• **Work required**
Rewrite the material starting with the line that contains "Definition first: for each instance of the race" and going on through the line that contains "[[379, 13]]", replacing "stone pavement" with "paved street" and keeping every other character the same. Give back only those lines.

Named object pointing entries
>> START

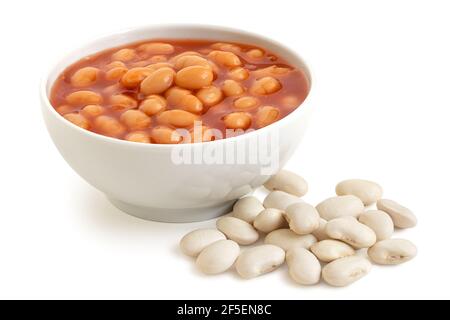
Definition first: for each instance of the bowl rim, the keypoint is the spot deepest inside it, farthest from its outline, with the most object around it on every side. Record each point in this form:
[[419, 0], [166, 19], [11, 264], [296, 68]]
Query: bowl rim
[[296, 112]]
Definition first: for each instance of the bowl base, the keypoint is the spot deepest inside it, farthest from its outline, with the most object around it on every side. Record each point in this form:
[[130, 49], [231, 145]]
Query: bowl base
[[173, 215]]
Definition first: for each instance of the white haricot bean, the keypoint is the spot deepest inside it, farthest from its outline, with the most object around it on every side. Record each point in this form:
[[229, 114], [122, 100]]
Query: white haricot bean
[[280, 200], [289, 182], [303, 218], [345, 271], [194, 242], [336, 207], [380, 222], [247, 209], [402, 216], [352, 232], [320, 233], [270, 219], [392, 251], [330, 250], [259, 260], [369, 192], [218, 257], [288, 239], [304, 268], [238, 230]]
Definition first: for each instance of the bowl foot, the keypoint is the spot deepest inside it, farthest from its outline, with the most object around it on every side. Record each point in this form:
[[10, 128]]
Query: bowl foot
[[173, 215]]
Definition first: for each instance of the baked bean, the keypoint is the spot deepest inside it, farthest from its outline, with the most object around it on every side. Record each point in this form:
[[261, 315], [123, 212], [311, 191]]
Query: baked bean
[[225, 47], [194, 77], [210, 96], [135, 119], [156, 48], [115, 64], [238, 120], [246, 103], [84, 98], [178, 82], [77, 119], [177, 118], [157, 59], [159, 65], [191, 103], [165, 135], [152, 105], [133, 77], [267, 115], [65, 109], [109, 126], [232, 88], [265, 86], [115, 73], [84, 77], [158, 82], [191, 60], [138, 136], [227, 59], [92, 110], [255, 53], [238, 74], [122, 101], [124, 55]]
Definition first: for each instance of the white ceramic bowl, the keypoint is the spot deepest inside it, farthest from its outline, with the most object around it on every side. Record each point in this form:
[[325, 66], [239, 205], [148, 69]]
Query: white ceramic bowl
[[142, 179]]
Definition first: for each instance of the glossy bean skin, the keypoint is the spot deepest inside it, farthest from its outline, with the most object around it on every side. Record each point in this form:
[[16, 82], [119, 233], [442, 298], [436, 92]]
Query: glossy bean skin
[[227, 59], [267, 115], [246, 103], [84, 97], [265, 86], [138, 136], [238, 120], [165, 135], [177, 118], [85, 77], [232, 88], [109, 126], [135, 119], [194, 77], [133, 77], [152, 105], [158, 81], [77, 119], [210, 96]]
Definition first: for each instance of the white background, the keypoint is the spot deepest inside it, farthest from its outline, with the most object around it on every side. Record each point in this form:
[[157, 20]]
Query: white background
[[381, 72]]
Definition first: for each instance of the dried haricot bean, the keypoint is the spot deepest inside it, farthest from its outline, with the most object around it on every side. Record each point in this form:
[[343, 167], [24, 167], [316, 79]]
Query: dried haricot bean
[[392, 251], [280, 200], [379, 221], [304, 268], [340, 206], [270, 219], [259, 260], [195, 241], [303, 218], [320, 233], [247, 209], [218, 257], [289, 182], [344, 271], [330, 250], [402, 216], [238, 230], [288, 239], [351, 231], [369, 192]]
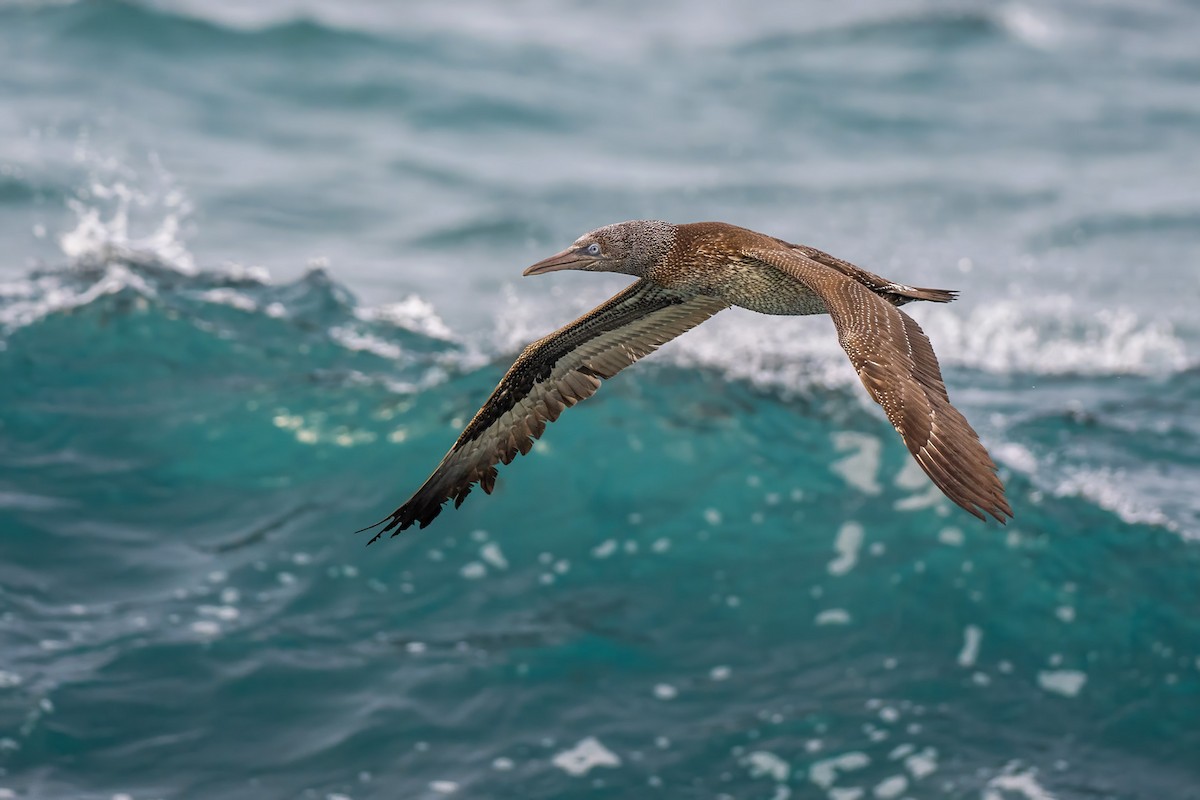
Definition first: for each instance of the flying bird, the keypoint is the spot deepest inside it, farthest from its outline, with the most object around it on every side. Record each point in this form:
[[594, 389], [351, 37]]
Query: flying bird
[[685, 274]]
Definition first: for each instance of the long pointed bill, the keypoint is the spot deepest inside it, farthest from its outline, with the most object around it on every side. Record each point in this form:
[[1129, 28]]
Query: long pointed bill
[[569, 259]]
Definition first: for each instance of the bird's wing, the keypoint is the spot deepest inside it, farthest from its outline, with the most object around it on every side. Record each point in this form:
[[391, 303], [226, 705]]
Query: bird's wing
[[553, 373], [897, 364]]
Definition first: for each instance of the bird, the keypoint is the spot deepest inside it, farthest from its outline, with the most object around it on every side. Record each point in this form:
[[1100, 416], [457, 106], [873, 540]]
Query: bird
[[687, 274]]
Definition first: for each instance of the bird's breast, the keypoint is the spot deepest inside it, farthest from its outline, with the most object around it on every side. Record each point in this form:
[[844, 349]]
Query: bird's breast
[[748, 283]]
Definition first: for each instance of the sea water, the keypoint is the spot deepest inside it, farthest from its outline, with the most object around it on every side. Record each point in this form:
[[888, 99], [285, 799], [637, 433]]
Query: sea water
[[262, 262]]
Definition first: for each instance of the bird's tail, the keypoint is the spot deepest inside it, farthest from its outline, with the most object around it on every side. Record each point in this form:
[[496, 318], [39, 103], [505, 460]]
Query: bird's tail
[[900, 294]]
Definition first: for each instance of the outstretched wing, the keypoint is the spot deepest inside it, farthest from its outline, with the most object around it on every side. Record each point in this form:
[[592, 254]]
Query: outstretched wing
[[553, 373], [897, 364]]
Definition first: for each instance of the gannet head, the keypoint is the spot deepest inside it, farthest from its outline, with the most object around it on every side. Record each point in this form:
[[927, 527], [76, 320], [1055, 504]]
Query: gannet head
[[628, 247]]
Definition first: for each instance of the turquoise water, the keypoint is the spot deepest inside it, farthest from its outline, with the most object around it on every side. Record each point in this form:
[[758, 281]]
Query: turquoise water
[[262, 263]]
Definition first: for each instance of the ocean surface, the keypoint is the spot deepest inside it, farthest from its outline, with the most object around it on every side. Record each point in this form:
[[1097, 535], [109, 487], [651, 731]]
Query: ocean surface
[[261, 262]]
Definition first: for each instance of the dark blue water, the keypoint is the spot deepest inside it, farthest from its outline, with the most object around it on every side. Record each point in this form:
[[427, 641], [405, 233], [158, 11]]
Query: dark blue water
[[261, 264]]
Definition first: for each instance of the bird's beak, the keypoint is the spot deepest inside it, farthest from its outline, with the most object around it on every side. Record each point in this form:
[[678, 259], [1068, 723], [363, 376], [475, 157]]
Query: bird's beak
[[569, 259]]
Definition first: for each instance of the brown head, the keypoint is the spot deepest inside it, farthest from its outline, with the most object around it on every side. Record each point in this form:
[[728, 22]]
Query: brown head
[[628, 247]]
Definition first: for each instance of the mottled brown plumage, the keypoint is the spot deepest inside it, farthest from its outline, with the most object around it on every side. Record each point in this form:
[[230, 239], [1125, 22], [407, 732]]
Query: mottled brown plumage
[[685, 275]]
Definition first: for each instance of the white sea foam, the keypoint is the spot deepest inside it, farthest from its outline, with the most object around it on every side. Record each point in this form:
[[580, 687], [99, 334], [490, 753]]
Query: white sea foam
[[1013, 785], [825, 773], [847, 545], [586, 756], [972, 636], [1110, 489], [1067, 683]]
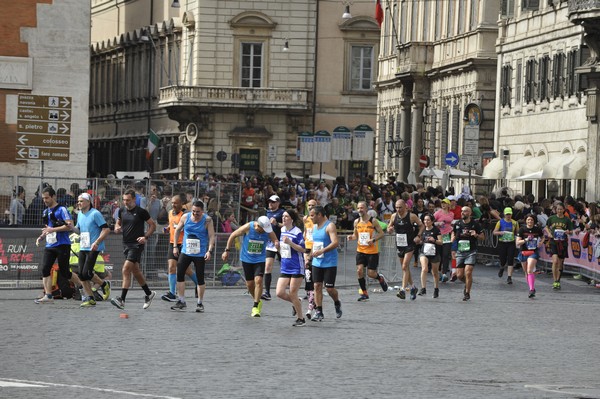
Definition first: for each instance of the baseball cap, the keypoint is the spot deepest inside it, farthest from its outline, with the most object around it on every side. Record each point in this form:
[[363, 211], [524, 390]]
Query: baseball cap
[[264, 222]]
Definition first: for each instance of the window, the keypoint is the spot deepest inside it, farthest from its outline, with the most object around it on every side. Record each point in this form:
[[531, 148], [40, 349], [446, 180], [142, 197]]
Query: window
[[505, 89], [361, 68], [251, 69]]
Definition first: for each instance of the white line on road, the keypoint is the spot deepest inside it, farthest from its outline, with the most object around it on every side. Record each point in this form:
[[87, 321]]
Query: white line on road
[[11, 382]]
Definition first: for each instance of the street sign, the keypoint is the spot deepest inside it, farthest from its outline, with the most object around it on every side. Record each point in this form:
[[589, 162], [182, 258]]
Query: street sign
[[452, 159], [43, 127]]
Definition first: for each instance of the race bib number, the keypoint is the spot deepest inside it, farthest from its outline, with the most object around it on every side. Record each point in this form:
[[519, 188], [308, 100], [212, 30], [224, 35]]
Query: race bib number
[[363, 238], [317, 246], [192, 246], [285, 250], [464, 245], [508, 236], [255, 247], [429, 249], [84, 240], [51, 238], [401, 240]]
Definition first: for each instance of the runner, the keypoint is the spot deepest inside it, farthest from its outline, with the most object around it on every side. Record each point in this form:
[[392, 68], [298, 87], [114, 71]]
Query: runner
[[291, 248], [466, 232], [197, 247], [506, 228], [430, 254], [253, 255], [367, 231], [402, 223], [530, 239], [325, 259], [558, 228], [131, 221], [92, 230]]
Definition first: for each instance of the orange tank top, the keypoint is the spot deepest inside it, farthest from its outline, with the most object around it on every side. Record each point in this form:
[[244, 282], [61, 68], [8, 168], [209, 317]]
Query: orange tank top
[[365, 231]]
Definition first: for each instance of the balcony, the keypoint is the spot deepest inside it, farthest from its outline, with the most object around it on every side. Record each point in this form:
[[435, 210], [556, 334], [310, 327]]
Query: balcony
[[234, 97]]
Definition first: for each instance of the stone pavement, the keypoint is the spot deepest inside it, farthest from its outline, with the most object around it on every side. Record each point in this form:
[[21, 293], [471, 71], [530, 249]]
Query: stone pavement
[[500, 345]]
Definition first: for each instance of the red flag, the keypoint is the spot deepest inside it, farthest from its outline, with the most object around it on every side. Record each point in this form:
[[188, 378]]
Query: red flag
[[379, 13]]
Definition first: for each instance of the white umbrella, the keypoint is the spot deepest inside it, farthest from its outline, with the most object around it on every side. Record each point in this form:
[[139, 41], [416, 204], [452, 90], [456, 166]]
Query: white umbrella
[[322, 176]]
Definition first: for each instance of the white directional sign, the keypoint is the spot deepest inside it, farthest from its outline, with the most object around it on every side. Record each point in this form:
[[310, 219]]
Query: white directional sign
[[44, 127]]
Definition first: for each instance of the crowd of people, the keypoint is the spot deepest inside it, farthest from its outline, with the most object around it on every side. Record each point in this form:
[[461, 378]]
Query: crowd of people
[[437, 229]]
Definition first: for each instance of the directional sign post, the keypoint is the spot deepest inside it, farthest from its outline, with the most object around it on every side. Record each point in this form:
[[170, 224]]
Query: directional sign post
[[452, 159], [43, 128]]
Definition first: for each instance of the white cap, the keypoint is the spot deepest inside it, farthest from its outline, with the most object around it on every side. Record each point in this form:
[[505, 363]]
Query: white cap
[[264, 222]]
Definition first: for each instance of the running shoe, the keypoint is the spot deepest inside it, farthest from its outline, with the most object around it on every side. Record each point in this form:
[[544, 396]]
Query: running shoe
[[118, 302], [266, 296], [318, 316], [338, 310], [148, 299], [413, 293], [363, 297], [299, 323], [383, 283], [106, 291], [88, 303], [169, 297], [179, 306], [44, 300]]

>> END

• **Written response**
Definition first: for each instance of the race bib number, the keypoint is the spot deepest inside it, farthest from its outline, with the most object around it on every side. Record each point in this form:
[[519, 188], [308, 100], [212, 30], [224, 35]]
Query: race bib number
[[363, 238], [317, 246], [192, 246], [285, 250], [464, 245], [508, 236], [255, 247], [429, 249], [84, 240], [51, 238], [401, 240]]
Definition first: for each instance of the runner, the keypoint is the spot deepest inside it, farthest from its outline, with the most object around it on every side. Record each point in this form:
[[392, 68], [298, 87], [114, 71]]
Query: runner
[[291, 248], [466, 232], [197, 247], [506, 228], [430, 254], [253, 255], [367, 231], [402, 223], [530, 239], [325, 259], [558, 228], [131, 221], [92, 230]]
Definition first: for each instance of the orange tank top, the keypoint is the spot deepest inside it, farthest from its outline, with the most object around it on every side. Record each point in this form:
[[244, 282], [61, 68], [8, 168], [209, 317]]
Query: orange tank top
[[365, 231]]
Definition first: for each instance of the balcony, the keypoint is the spot deepest inside it, farthest from its outline, with the most object around it on every side. Record each point in this form:
[[435, 210], [556, 334], [310, 327]]
Query: balcony
[[234, 97]]
Definition first: for each instance of the paved street, the keypoint is the spot deepest inside it, farthest from its outline, with the most object around it on every side. Record each point in this form:
[[21, 293], [471, 71], [530, 249]]
Query: paved street
[[500, 345]]
Definition first: for each instance of the red flag, the keypoint is the spot deepest inside it, farthest from its outline, with the most object around it on every side. Record each point in this form:
[[188, 378]]
Query: red flag
[[379, 13]]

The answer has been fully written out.